**EXCERPTED PASSAGE:**

********************

Posted: Wed Oct 18, 2006 1:11 pm
by 9642764
I'm trying to use a SQLmobile datasource to fill my TeeChart (Ce 5.0).
But it doesn't work at all.

Can someone help me out?

I have allready tried to fill it from a dataset but nothing

Help!!

Posted: Mon Oct 23, 2006 4:20 pm
by narcis
Hi Jelob,

TeeChart.Pocket.dll doesn't support DataSources for its series because Compact Framework 1.1 didn't support them. We will add this feature request to our wish-list to be implemented for future releases.

In the meantime, the solution is manually assigning data from a datasource to the series doing something like this:

Code: Select all

    public Form1()
    {
      InitializeComponent();

#if VS2005
      tChart1 = new TChart();
      bar1 = new Steema.TeeChart.Styles.Bar(tChart1.Chart);
      tChart1.Location = new System.Drawing.Point(0, 0);
      tChart1.Series.Add(this.bar1);
      tChart1.Size = new System.Drawing.Size(this.Width, this.Height);

      Controls.Add(this.tChart1);
#endif
      tChart1.Panel.Color = Color.Wheat;
      tChart1.Header.Text = "TeeChart for SmartDevice";
      tChart1.Legend.Visible = false;

      DataTable data = CreateDataSet();

      for (int i = 0; i < data.Rows.Count; i++)

********************

**DATA EXTRACT:**
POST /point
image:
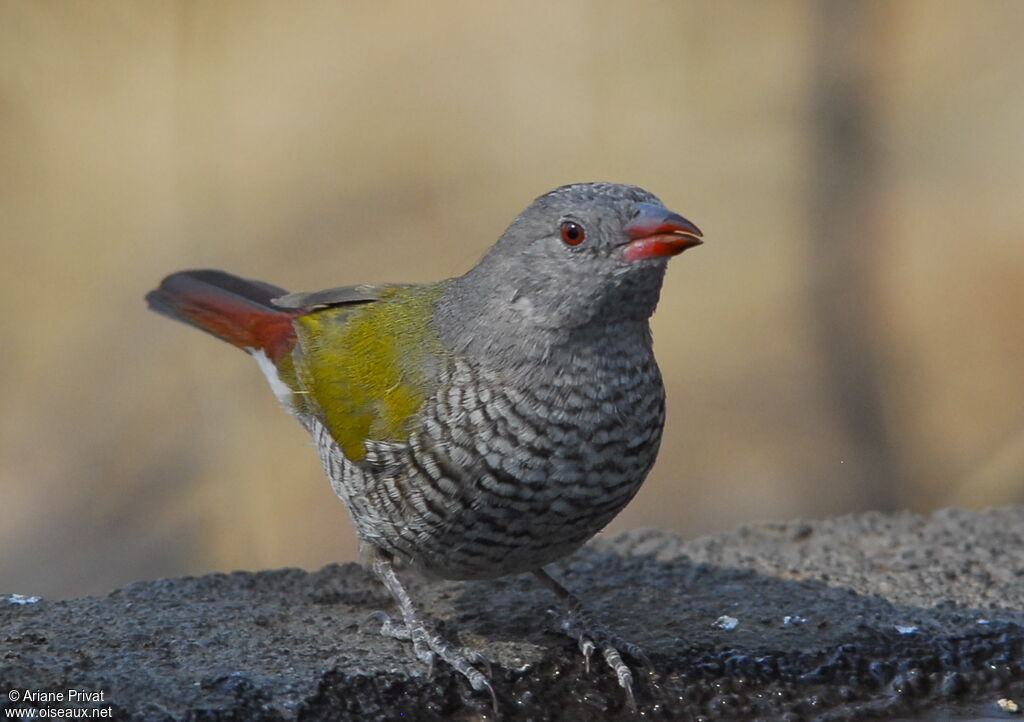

********************

**TO BE DONE:** From the TeeChart forum thread, please extract the part starting with "Can someone help" and going on through "for future releases.", word for word.

**THE OUTPUT:**
Can someone help me out?

I have allready tried to fill it from a dataset but nothing

Help!!

Posted: Mon Oct 23, 2006 4:20 pm
by narcis
Hi Jelob,

TeeChart.Pocket.dll doesn't support DataSources for its series because Compact Framework 1.1 didn't support them. We will add this feature request to our wish-list to be implemented for future releases.